#### WORK TO COMPLETE:
A single number is expected: the count of lines in the entries below that contain "hair".

Dataset entries
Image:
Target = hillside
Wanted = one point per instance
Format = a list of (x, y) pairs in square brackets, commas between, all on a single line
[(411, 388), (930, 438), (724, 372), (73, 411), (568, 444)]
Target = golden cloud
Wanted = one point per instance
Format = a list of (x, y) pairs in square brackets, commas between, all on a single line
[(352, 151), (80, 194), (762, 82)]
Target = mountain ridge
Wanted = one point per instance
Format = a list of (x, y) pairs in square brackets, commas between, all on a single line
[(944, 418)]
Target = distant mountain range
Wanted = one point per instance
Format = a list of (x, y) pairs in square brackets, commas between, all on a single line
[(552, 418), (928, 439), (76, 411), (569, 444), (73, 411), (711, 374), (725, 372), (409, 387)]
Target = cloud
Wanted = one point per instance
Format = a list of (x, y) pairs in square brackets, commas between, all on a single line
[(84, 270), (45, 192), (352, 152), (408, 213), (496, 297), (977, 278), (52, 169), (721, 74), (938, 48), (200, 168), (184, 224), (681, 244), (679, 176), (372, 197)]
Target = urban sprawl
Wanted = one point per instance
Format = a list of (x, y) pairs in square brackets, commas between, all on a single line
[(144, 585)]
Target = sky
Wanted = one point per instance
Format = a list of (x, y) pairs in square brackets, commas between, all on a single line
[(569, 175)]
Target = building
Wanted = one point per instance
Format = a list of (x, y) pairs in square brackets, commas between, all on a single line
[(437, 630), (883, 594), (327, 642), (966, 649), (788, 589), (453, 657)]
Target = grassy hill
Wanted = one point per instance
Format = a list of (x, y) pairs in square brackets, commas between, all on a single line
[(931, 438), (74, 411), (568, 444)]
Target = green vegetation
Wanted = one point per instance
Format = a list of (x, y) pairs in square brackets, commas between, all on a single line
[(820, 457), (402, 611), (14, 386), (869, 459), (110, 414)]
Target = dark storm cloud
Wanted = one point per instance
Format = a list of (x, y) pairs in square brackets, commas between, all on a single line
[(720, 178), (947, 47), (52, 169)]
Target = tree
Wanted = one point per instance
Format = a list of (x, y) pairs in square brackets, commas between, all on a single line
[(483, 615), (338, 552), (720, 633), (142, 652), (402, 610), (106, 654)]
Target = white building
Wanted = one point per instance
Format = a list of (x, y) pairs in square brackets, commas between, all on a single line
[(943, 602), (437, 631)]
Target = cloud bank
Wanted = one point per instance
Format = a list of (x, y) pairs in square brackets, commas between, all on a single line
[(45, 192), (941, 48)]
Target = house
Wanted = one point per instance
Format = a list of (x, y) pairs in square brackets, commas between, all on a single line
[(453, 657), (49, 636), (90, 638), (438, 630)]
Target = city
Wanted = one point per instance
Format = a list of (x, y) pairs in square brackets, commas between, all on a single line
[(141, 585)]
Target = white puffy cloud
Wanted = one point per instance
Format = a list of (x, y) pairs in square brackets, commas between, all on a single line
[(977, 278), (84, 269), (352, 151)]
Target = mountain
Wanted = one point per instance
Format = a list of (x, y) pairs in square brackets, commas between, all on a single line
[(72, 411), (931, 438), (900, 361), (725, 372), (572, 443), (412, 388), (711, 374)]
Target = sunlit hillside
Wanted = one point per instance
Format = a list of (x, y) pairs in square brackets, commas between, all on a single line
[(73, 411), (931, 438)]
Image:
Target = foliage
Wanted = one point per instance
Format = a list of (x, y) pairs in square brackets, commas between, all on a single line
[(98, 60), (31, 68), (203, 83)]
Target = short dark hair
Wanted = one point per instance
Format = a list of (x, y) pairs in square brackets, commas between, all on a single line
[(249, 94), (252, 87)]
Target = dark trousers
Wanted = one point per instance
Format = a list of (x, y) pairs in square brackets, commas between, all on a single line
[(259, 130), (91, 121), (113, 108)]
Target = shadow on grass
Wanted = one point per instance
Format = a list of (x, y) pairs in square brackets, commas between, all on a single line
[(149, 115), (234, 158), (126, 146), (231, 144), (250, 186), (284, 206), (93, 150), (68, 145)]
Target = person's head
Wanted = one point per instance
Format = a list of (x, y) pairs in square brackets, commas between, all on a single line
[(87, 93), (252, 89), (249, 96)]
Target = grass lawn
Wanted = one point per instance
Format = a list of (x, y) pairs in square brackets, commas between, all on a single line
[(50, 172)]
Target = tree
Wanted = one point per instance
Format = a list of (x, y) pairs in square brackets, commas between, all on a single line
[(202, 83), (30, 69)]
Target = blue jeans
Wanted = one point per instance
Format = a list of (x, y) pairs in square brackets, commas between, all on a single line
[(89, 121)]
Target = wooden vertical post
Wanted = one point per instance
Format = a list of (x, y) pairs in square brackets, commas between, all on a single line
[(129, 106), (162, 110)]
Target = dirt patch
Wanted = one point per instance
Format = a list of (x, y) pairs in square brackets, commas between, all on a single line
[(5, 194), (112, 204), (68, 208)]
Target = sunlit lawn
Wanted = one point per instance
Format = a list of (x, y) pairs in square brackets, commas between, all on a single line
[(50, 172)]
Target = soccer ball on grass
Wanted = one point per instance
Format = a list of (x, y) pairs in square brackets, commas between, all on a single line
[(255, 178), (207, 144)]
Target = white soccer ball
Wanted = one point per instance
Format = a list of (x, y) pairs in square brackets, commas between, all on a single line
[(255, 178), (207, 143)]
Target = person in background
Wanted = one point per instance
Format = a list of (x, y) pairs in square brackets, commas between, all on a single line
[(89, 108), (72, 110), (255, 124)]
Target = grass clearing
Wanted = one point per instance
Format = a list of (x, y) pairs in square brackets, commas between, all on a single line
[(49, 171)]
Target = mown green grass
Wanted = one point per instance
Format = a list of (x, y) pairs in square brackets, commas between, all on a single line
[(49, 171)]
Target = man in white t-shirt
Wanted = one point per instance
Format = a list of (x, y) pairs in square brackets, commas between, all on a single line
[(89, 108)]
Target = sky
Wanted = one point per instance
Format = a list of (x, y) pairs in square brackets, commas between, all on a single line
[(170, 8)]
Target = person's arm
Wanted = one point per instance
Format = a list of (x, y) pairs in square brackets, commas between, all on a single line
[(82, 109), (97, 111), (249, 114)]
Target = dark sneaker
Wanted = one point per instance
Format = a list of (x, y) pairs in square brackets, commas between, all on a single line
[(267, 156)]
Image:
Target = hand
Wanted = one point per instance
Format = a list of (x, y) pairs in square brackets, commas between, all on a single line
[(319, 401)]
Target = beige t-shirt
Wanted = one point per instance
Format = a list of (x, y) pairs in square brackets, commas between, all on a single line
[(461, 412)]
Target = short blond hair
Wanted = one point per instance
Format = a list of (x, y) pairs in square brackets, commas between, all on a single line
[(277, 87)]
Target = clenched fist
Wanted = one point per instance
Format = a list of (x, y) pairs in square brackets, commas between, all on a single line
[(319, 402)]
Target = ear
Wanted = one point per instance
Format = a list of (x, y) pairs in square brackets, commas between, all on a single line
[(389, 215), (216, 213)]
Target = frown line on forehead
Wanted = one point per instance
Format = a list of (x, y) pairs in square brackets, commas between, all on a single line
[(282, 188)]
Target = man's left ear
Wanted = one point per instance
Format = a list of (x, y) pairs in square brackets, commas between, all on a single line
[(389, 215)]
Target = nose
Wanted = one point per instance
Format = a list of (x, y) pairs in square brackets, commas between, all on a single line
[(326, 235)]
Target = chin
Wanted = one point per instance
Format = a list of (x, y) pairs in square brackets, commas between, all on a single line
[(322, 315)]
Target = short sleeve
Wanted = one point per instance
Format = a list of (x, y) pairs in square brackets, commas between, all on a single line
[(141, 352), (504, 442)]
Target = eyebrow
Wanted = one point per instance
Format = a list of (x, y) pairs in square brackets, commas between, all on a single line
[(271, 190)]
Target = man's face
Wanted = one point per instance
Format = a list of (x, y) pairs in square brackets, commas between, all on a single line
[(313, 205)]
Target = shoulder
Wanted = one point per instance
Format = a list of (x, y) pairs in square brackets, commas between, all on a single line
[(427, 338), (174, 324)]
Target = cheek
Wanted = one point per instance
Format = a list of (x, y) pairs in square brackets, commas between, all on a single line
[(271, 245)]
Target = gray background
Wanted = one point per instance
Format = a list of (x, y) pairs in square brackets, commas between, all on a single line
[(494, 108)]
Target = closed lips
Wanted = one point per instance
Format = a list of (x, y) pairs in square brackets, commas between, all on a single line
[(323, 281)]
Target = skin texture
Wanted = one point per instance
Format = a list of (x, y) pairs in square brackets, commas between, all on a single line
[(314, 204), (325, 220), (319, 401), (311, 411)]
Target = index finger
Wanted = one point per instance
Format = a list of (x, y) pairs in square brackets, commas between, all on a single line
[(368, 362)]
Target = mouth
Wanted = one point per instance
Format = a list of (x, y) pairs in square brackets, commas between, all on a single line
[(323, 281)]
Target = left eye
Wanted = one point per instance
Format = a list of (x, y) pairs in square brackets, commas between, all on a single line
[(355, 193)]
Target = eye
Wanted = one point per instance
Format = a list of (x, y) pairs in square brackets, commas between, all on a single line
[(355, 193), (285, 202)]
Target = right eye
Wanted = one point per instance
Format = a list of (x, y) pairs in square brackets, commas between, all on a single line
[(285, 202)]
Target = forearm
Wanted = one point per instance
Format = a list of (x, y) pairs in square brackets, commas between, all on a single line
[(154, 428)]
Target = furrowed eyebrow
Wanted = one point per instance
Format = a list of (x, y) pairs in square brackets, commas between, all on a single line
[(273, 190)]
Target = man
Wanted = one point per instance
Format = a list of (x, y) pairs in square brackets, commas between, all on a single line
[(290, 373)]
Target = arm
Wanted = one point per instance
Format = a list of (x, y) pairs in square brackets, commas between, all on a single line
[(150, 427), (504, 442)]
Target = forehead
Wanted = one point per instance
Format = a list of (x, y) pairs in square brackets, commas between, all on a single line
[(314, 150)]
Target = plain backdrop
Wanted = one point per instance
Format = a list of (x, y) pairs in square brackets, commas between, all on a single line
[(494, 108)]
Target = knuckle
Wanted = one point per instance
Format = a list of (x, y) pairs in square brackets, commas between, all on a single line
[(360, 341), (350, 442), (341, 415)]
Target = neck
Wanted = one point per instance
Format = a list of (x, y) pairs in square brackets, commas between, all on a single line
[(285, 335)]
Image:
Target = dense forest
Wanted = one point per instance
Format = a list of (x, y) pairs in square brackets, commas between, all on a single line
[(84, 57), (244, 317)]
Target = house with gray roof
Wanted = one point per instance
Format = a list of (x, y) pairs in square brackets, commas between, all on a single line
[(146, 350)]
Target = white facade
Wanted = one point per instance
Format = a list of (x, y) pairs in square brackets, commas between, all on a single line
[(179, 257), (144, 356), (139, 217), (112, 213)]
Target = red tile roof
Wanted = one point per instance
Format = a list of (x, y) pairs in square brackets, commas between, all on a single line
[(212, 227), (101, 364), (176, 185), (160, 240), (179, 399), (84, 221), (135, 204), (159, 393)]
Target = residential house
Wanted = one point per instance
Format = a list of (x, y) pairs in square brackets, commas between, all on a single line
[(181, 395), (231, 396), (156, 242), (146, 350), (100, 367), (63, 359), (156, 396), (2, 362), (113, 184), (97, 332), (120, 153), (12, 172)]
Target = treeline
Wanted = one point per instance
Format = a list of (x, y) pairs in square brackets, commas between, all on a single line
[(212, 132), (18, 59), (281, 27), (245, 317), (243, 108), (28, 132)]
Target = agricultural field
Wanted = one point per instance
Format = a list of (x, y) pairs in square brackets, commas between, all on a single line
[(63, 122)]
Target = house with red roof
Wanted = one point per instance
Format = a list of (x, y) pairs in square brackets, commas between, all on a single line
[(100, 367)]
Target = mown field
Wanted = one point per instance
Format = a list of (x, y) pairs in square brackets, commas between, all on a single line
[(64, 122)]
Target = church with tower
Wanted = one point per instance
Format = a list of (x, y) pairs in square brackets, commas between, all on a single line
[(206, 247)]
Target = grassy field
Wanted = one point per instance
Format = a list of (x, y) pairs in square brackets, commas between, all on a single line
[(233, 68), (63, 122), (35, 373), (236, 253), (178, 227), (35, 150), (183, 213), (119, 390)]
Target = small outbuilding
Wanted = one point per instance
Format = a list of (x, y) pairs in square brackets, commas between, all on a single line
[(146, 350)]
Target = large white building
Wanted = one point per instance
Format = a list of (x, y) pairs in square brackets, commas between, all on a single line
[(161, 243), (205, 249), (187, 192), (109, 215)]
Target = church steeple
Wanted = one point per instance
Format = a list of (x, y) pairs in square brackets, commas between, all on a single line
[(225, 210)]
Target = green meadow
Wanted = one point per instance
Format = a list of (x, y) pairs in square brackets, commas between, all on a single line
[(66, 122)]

#### RESULT FOR THIS EXERCISE:
2